TEXTO EXTRAÍDO:
********

El tipo San José –llamado también de Andalhuala o velero- está constituido por urnas tripartitas de cuello sumamente corto, abierto; cuerpo largo, cilíndrico o cónico-truncado; de base subcilíndrico o cónica-truncada. La posición y forma de las asas es, también, muy semejante a las de Santa María, pero su material es más tosco que el de aquel tipo y que el de Belén.
La doctora Bregante, en su tesis ya citada, ha señalado el área de dispersión de estos tres tipos de urnas, desde el punto de vista de su forma. La de Santa María son las más difundidas, desde La Poma –su límite septentrional en Salta- hasta la Choya –frontera meridional en Catamarca- aunque su zona principal sea el norte de esta provincia y de Tucumán. Las de Belén son de repartición más categóricamente catamarqueña, con los breves hallazgos de Amaicha en Tucumán, Famatina y Chilecito en La Rioja, y Angualasto en San Juan. Por último, las de San José tienen un área más pequeña aún, pues su irradiación alcanza una muy reducida zona del norte de Catamarca, en torno de las localidades vecinas San José y Andalhuala, encontrándosele, esporádicamente, en La Paya, hacia el norte, y limitándose su extrema difusión en el sur a Andalgalá. Por último un tipo de urna que Boman designó como sin nombre y que la señorita Bregante llama de conos superpuestos tiene una difusión pequeña dentro de Catamarca y Tucumán. El estudio de las colecciones arqueológicas inéditas, actualmente en curso de realización, ha de permitir aumentar y definir más concretamente todavía, los límites efectivos de las áreas de dispersión de estos diversos tipos de cerámicas.

********

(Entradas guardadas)

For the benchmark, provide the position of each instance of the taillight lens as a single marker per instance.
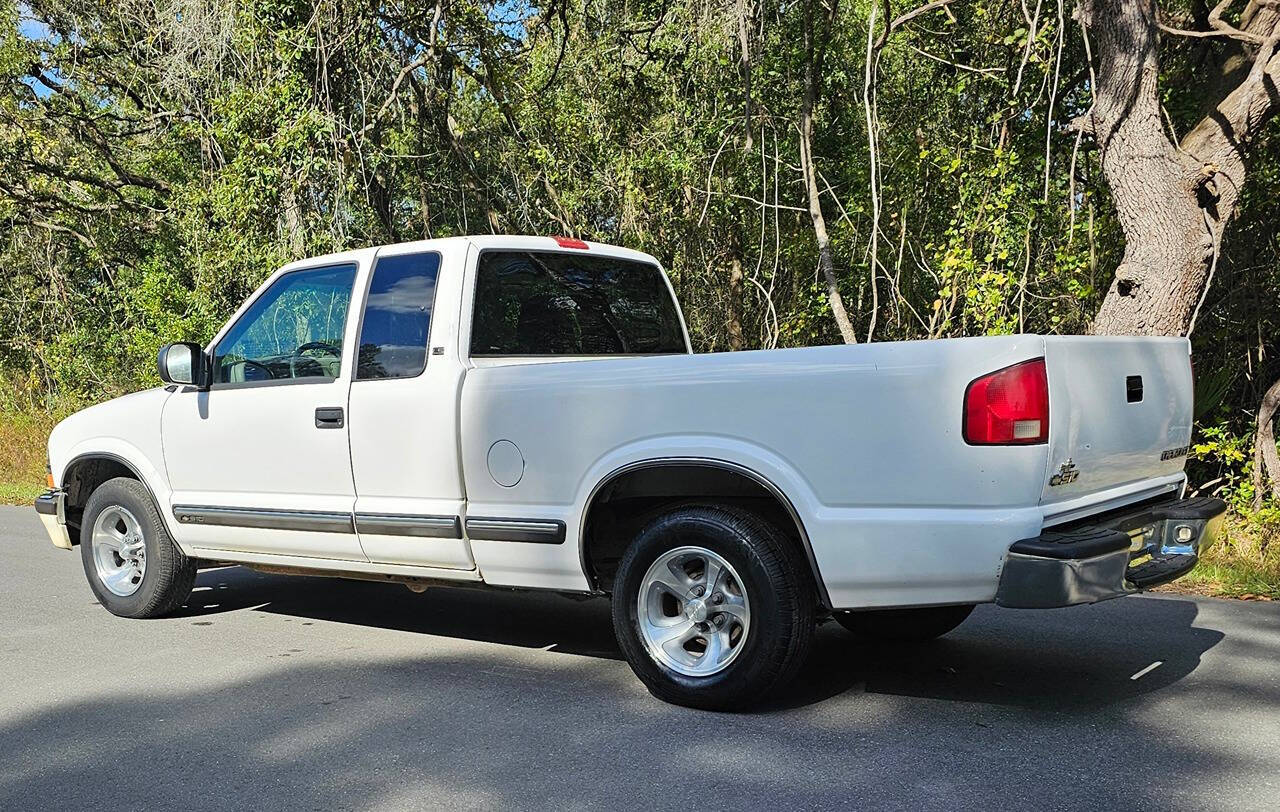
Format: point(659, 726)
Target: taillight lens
point(1008, 407)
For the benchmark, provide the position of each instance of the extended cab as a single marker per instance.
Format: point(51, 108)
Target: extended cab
point(526, 411)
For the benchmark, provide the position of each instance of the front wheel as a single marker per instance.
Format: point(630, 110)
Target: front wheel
point(711, 607)
point(905, 625)
point(133, 566)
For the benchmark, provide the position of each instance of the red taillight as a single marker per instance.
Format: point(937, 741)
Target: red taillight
point(1008, 407)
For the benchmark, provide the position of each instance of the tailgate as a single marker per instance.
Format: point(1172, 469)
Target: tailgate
point(1120, 411)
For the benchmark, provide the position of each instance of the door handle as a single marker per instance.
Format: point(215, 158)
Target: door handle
point(329, 418)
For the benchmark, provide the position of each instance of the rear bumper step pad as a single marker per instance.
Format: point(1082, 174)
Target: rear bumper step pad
point(1124, 555)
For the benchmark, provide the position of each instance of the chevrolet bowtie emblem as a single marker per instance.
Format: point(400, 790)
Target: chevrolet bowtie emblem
point(1065, 475)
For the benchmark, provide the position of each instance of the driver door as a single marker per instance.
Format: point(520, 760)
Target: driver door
point(261, 462)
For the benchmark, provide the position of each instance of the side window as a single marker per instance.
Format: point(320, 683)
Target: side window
point(531, 302)
point(398, 316)
point(295, 329)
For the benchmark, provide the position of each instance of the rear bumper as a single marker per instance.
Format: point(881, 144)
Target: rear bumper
point(51, 509)
point(1115, 556)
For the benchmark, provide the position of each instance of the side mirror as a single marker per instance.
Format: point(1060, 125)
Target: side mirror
point(183, 364)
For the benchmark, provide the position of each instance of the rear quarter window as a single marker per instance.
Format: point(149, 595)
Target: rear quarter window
point(531, 302)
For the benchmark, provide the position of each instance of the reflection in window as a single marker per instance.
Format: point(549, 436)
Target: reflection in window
point(398, 316)
point(295, 329)
point(571, 304)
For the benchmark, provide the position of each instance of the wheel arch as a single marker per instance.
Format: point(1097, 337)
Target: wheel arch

********

TUS TAREAS:
- a) Según el texto sobre las urnas, ¿qué localidad marca el límite septentrional de las urnas de Santa María?
- b) Prolonga el texto sobre las urnas a partir de su última oración.
Los ítems no tienen ningún papel en esto.

RESPUESTAS:
- a) La Poma, en Salta.

- b)
Todas estas urnas han servido para el entierro de párvulos, costumbre diaguita a la que haremos referencia al tratar la vida espiritual. Este uso ha motivado especiales interpretaciones para la figura antropomorfa que decora el cuello de esas vasijas. Según Ambrosetti, esta figura sería una especie de doble, representaría al muerto encerrado en la urna. Quiroga le llama la parca calchaquí, y para Lafone Quevedo simbolizan el anhelo de lluvia, en cuya solicitud se habrían hecho sacrificios humanos. Ambrosetti coincide con este autor, en considerar como tal pedido a los brazos representando un puco que a veces aparecen en la zona ventral de dichas urnas.
Al practicarse las excavaciones las urnas se presentan tapadas por lajas de piedra, por otras urnas volcadas o por pucos. Boman ha mostrado las diferentes formas que afectan esas tapas o cierres de las urnas funerarias. La doctora Bregante ha señalado la diferencia existente entre puco y plato y ha reseñado la presencia de dos clases de los primeros: el negro –típico de la región calchaquí, según nos dice, aunque también se le halla en profusión en La Paya, y más raramente, en otros lugares- y el rojo cuyo más hermosos exponentes provienen del valle de Jocavil. En realidad, ambos tipos coexisten geográfica y, quizás, cronológicamente. Entre los platos, no deben olvidarse aquellos con decorado interno y con mango, generalmente ornitomorfo, tan comunes en toda la zona andina y cuya asa, presenta todos los grados de estilización progresiva que va de la representación verista a la forma geométrica. Ambrosetti en La Paya, Boman en el Pucará de Lerma y Puerta de Tastil, Debenedetti en Vinchina y Chilecito (La Rioja), Barrealito y Angualasto (San Juan) han señalado la existencia de este material. La colección Zavaleta tiene ejemplares de Lorohuasi, Molinos, Luracatao, Paso, Belén y, sobre todo, de Fuerte Quemado. La colección Muniz Barreto los posee también en abundancia de la zona de los Barreales (Ciénaga y Aguada) y de otras regiones de Catamarca y Salta.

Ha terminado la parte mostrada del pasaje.